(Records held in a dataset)
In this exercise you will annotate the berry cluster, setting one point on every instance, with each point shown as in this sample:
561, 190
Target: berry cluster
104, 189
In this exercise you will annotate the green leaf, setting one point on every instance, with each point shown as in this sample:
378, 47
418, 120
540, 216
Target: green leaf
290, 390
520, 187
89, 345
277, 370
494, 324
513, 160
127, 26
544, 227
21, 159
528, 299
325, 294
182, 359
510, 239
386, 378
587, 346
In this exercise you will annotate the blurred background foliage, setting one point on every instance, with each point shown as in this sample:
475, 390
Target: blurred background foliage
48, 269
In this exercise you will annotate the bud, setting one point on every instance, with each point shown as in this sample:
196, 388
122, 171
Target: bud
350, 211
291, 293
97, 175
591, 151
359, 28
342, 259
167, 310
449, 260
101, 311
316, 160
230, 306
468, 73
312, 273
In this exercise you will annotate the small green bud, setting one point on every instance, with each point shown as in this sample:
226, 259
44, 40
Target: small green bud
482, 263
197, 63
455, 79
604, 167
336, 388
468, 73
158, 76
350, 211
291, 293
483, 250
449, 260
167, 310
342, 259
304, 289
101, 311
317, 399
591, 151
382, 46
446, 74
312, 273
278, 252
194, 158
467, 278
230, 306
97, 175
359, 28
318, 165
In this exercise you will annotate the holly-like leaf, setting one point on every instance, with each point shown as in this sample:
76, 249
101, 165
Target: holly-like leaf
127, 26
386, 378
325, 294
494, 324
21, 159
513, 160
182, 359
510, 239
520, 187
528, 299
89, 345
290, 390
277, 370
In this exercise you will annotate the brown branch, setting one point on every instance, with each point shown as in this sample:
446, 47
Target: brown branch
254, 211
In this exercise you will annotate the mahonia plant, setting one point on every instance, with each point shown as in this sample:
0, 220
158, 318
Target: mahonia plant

== REQUIRED WORK ==
Recast the listing above as a Markdown table with two columns, Row and Line. Number each row and skip any blank lines.

== RESULT OF THE EXERCISE ==
| Row | Line |
|---|---|
| 1 | In this exercise you will annotate the berry cluster, setting one point on every instance, with each point shown as in this sample: |
| 2 | 561, 190 |
| 3 | Target: berry cluster |
| 4 | 104, 189 |
| 5 | In this exercise you will annotate the green leaf, setting one point on every instance, with each point shown as in this sample: |
| 6 | 378, 47 |
| 7 | 418, 120 |
| 8 | 540, 216 |
| 9 | Target: green leaf |
| 10 | 290, 390 |
| 11 | 520, 187 |
| 12 | 89, 345 |
| 13 | 277, 370 |
| 14 | 494, 324 |
| 15 | 513, 160 |
| 16 | 127, 26 |
| 17 | 544, 227 |
| 18 | 21, 159 |
| 19 | 528, 299 |
| 20 | 325, 294 |
| 21 | 182, 359 |
| 22 | 510, 239 |
| 23 | 386, 378 |
| 24 | 587, 346 |
| 25 | In this exercise you will annotate the blurred background foliage, setting one point on every instance, with each point shown as in this sample: |
| 26 | 475, 390 |
| 27 | Target: blurred background foliage |
| 28 | 48, 269 |
| 29 | In this exercise you will annotate the bud, setting one point on every instance, with each point shown as in this sample: |
| 30 | 196, 388 |
| 31 | 122, 171 |
| 32 | Target: bud |
| 33 | 350, 211 |
| 34 | 291, 293 |
| 35 | 97, 175 |
| 36 | 591, 151 |
| 37 | 359, 28 |
| 38 | 342, 259 |
| 39 | 167, 310 |
| 40 | 449, 260 |
| 41 | 101, 311 |
| 42 | 316, 160 |
| 43 | 230, 306 |
| 44 | 468, 73 |
| 45 | 312, 273 |
| 46 | In this exercise you will annotate the small green bud, setting one point on every instance, with each point shown as in this sample: |
| 47 | 226, 259 |
| 48 | 44, 40 |
| 49 | Target: small green bud |
| 50 | 482, 263 |
| 51 | 197, 63 |
| 52 | 455, 79 |
| 53 | 604, 167 |
| 54 | 336, 388 |
| 55 | 468, 73 |
| 56 | 158, 76 |
| 57 | 350, 211 |
| 58 | 291, 293 |
| 59 | 483, 250 |
| 60 | 449, 260 |
| 61 | 167, 310 |
| 62 | 342, 259 |
| 63 | 304, 289 |
| 64 | 101, 311 |
| 65 | 317, 399 |
| 66 | 591, 151 |
| 67 | 382, 46 |
| 68 | 446, 74 |
| 69 | 312, 273 |
| 70 | 278, 252 |
| 71 | 194, 158 |
| 72 | 467, 278 |
| 73 | 230, 306 |
| 74 | 97, 175 |
| 75 | 359, 28 |
| 76 | 318, 165 |
| 77 | In this exercise you will annotate the holly-like leaf, setting one point on every instance, with each point shown as in this sample: |
| 78 | 76, 249 |
| 79 | 101, 165 |
| 80 | Target: holly-like leaf |
| 81 | 127, 26 |
| 82 | 386, 378 |
| 83 | 325, 294 |
| 84 | 494, 324 |
| 85 | 21, 159 |
| 86 | 513, 160 |
| 87 | 182, 359 |
| 88 | 510, 239 |
| 89 | 520, 187 |
| 90 | 528, 299 |
| 91 | 89, 345 |
| 92 | 290, 390 |
| 93 | 277, 370 |
| 94 | In this exercise you will annotate the brown branch, setting one point on every instance, with each point shown as in this sample: |
| 95 | 446, 47 |
| 96 | Target: brown branch |
| 97 | 254, 211 |
| 98 | In this exercise you will annotate the mahonia plant, setting one point on every instance, with each point shown as in this sample: |
| 99 | 0, 220 |
| 100 | 158, 318 |
| 101 | Target: mahonia plant |